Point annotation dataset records
-.-.-

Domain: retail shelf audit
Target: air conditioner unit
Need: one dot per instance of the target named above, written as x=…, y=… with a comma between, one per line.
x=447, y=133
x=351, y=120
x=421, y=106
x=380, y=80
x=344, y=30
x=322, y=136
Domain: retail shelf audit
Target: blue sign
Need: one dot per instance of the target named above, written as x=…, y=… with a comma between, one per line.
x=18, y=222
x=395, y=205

-.-.-

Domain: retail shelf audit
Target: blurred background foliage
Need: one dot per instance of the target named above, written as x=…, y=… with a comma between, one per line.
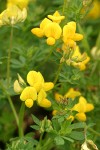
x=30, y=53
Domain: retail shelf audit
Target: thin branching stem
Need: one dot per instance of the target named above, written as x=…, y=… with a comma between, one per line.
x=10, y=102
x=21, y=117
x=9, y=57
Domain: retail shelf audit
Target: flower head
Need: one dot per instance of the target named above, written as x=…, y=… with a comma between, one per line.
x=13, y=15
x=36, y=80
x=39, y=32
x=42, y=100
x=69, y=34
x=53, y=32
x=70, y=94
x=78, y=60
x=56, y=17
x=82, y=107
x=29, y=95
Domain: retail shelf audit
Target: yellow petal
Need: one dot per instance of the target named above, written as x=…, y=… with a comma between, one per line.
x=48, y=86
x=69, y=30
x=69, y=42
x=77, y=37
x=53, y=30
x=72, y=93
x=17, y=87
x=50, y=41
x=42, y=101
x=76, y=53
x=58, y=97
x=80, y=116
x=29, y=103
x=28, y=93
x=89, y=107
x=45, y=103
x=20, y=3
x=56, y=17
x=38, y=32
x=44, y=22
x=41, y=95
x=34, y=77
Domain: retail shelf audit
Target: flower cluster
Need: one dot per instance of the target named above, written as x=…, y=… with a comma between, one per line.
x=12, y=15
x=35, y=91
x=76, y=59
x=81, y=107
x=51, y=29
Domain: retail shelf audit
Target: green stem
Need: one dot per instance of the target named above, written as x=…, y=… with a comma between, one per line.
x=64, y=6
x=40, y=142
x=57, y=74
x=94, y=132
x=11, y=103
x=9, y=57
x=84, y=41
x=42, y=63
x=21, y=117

-.-.-

▶ [PROBLEM REQUIREMENTS] Identify each line above that contains the string "stem", matching case exactly, and copy every such line.

▶ [FULL OUTPUT]
Target: thin branching stem
Target: green stem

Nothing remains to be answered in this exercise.